====== Task input

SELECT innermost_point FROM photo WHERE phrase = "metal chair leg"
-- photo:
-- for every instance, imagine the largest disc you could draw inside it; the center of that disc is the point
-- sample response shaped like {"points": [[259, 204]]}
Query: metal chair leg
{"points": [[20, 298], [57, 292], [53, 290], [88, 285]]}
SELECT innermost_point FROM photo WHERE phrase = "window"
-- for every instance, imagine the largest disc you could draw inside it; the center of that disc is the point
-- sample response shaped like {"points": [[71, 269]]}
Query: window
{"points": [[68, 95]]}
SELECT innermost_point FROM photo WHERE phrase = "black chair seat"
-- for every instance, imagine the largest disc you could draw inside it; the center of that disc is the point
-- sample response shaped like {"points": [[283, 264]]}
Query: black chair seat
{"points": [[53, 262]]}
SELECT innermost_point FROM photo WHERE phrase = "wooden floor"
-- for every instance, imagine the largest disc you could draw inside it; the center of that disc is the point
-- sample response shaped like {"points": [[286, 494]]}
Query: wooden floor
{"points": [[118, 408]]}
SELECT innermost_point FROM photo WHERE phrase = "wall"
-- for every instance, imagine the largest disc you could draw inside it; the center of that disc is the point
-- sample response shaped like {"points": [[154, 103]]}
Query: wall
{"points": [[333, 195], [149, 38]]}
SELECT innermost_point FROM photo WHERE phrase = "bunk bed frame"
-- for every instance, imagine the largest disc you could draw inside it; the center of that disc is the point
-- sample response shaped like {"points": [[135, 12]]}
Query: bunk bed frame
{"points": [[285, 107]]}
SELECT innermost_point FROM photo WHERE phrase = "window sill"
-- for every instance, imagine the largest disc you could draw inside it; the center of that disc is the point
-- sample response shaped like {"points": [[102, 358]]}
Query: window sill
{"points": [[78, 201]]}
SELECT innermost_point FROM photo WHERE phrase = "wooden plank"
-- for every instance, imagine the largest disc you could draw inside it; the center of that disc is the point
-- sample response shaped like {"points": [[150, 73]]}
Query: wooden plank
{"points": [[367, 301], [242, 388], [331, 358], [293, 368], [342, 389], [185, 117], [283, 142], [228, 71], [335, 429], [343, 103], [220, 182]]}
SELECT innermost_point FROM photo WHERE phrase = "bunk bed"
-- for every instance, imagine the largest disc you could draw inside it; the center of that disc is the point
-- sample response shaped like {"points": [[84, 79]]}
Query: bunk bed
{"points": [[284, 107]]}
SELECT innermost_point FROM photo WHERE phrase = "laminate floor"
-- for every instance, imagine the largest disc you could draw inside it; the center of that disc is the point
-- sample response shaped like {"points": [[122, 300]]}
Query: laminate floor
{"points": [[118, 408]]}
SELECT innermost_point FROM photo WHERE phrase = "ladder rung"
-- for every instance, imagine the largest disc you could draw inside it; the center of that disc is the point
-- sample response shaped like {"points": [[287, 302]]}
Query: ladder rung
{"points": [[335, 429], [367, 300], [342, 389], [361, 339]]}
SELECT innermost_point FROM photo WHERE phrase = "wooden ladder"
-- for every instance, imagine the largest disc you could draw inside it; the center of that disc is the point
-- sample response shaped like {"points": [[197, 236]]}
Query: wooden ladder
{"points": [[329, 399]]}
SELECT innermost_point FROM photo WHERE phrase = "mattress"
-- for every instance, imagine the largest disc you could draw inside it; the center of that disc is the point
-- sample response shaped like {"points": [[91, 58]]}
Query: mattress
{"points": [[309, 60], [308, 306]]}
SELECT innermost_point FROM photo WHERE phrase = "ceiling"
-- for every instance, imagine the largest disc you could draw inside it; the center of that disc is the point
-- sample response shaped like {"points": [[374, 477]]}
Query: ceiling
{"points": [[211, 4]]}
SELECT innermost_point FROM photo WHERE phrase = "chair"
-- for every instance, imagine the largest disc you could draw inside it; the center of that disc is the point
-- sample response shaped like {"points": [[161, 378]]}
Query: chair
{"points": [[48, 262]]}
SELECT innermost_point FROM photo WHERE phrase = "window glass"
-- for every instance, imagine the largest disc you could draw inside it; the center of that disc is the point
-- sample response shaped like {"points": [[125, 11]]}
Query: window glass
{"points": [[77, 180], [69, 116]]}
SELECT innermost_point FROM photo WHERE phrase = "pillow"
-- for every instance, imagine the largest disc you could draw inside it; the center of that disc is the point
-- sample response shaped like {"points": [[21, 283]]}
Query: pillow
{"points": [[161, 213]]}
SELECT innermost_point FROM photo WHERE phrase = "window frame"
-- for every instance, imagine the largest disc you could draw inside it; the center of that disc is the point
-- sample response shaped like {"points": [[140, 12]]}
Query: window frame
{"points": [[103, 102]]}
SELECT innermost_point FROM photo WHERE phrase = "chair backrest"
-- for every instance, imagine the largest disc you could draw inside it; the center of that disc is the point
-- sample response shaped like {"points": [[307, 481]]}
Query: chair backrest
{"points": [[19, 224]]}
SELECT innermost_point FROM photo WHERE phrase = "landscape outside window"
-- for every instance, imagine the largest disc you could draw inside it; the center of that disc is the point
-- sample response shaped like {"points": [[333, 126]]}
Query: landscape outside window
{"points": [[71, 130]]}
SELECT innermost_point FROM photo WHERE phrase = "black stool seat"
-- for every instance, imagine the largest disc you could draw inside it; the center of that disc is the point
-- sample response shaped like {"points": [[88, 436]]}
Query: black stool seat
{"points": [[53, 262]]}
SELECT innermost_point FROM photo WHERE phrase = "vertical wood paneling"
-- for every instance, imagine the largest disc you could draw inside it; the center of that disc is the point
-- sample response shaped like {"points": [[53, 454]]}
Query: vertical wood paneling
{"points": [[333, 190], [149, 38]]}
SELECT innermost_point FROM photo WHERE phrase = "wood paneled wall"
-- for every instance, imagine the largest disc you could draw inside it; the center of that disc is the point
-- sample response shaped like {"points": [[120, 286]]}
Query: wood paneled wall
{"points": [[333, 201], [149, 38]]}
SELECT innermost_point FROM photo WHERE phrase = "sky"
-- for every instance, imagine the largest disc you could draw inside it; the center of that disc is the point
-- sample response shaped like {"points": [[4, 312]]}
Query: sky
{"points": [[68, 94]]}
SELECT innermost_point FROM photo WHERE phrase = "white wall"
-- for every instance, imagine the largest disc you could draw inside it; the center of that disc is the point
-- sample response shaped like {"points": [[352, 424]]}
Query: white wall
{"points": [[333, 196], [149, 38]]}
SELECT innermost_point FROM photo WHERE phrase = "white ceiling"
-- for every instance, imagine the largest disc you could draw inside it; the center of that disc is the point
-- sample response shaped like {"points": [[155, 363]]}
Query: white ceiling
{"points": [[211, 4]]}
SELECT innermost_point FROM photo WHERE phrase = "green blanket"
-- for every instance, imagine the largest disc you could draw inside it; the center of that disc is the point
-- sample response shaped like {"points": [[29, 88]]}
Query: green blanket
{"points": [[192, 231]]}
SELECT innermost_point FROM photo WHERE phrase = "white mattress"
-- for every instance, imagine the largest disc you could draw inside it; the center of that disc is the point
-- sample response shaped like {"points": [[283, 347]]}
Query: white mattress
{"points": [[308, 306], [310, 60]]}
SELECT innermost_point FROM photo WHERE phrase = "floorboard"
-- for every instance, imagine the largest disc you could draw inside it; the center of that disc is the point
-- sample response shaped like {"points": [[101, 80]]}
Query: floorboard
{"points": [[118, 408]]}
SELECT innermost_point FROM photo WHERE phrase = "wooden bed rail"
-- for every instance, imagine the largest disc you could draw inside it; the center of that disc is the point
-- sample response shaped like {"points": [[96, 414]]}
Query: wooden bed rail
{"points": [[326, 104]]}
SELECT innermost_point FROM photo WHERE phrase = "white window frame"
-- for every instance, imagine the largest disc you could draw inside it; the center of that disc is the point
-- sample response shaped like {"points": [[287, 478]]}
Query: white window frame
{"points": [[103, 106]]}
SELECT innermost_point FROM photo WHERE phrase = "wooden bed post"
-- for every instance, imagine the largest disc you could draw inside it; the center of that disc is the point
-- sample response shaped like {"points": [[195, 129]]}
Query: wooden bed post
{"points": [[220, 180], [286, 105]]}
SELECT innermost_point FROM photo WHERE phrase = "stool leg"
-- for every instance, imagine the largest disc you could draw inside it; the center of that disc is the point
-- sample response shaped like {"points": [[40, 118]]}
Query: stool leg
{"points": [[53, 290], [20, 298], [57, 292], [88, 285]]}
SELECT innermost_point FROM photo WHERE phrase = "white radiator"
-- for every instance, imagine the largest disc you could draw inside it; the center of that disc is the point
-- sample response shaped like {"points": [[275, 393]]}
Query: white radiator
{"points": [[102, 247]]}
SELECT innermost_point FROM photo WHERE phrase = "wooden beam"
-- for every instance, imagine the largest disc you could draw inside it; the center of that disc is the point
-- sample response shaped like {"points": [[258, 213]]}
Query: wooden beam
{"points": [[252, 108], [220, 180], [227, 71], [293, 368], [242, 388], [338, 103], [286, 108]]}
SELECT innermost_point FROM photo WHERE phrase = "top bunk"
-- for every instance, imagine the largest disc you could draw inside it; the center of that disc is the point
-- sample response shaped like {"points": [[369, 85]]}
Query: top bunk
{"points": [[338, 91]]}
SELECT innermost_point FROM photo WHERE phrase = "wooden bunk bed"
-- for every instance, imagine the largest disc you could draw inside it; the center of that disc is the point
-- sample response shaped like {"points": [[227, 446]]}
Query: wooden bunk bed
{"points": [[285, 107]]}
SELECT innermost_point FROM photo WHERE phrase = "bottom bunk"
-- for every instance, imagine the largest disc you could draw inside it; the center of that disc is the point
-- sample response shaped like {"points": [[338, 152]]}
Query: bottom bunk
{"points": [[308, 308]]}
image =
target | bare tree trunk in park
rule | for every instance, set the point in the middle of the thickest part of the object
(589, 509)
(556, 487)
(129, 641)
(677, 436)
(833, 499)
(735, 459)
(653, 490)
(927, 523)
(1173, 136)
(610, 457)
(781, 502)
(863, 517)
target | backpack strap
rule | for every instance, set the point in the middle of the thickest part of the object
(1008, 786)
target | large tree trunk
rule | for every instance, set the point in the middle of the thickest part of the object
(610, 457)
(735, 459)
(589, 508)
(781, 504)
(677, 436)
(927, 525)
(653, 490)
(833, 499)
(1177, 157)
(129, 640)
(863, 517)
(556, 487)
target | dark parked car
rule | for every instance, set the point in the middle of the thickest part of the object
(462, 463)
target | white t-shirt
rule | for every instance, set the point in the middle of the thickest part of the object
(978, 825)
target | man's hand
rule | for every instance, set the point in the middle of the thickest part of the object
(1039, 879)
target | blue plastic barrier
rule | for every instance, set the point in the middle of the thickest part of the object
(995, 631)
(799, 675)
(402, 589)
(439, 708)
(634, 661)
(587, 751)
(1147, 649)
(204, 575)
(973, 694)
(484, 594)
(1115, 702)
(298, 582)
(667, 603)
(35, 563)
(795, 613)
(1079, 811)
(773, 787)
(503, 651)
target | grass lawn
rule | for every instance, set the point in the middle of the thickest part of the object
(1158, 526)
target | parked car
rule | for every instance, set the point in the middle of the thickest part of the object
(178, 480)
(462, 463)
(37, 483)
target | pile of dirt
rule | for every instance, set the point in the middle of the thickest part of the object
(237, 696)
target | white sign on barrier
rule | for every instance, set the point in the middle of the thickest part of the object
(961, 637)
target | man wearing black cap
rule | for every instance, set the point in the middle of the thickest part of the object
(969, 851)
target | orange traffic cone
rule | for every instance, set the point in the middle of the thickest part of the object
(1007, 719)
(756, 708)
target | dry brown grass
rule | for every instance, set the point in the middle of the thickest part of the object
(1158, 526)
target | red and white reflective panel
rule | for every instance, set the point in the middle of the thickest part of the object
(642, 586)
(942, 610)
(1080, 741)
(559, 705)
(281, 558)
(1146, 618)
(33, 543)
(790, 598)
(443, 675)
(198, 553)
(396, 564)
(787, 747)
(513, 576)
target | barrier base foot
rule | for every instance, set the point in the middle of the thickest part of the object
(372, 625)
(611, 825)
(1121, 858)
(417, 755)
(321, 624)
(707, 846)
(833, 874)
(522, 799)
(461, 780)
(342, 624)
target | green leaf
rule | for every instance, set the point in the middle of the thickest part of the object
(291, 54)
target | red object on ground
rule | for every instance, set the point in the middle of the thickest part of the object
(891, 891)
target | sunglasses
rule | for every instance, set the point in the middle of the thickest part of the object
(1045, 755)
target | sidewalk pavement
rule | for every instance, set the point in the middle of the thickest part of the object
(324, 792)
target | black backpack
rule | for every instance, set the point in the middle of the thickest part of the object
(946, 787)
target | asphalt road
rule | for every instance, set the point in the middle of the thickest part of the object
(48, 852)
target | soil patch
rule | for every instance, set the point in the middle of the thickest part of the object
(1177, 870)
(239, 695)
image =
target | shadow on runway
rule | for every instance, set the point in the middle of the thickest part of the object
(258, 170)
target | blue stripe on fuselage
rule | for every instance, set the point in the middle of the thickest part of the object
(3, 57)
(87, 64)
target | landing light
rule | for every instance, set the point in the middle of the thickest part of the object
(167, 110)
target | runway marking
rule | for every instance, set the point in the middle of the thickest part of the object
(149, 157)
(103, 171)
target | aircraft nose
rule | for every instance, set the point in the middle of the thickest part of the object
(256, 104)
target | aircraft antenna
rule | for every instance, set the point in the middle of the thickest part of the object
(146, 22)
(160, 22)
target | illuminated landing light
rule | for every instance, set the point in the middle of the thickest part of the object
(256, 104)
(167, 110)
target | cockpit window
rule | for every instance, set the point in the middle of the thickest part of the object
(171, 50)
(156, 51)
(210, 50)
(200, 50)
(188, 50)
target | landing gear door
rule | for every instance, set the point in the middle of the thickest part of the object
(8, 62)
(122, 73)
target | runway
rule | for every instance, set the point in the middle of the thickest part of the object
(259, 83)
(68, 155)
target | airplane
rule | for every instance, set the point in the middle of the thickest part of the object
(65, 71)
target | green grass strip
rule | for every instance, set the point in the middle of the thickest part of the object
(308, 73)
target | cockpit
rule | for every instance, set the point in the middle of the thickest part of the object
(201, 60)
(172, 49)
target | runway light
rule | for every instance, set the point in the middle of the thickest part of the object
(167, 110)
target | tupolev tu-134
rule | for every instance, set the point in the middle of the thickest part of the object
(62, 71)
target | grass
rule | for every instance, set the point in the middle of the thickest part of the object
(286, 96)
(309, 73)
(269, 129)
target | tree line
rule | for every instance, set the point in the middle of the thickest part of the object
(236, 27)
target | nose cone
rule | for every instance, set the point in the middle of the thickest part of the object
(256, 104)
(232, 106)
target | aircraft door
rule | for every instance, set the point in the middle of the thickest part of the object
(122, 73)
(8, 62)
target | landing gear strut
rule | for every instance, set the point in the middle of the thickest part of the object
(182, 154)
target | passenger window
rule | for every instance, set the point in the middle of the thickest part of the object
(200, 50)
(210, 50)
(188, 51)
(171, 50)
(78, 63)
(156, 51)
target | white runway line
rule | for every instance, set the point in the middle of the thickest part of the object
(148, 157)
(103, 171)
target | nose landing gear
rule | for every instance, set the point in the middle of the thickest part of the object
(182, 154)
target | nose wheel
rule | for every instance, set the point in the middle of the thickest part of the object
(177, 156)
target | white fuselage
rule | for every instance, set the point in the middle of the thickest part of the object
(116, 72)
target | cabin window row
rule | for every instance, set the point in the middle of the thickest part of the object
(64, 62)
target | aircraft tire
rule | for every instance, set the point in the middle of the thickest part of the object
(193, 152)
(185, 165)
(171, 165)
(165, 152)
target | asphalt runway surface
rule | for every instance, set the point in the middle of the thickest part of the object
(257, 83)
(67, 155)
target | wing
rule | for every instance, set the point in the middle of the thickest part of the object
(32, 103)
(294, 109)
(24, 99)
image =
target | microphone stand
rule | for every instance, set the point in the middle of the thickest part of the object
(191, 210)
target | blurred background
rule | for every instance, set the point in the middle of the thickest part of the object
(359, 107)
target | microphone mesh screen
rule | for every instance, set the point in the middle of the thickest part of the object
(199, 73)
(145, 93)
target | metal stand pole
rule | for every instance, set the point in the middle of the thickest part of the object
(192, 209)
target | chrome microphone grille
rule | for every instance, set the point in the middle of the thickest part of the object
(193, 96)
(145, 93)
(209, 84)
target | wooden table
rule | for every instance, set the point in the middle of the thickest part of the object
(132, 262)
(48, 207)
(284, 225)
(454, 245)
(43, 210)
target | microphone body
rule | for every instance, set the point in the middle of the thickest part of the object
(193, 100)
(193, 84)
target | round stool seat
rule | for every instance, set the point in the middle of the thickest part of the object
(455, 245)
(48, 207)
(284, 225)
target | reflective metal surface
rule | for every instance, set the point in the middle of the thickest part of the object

============

Problem details:
State, as a bare number, how many lines of the records above include "gear".

Result of this task:
3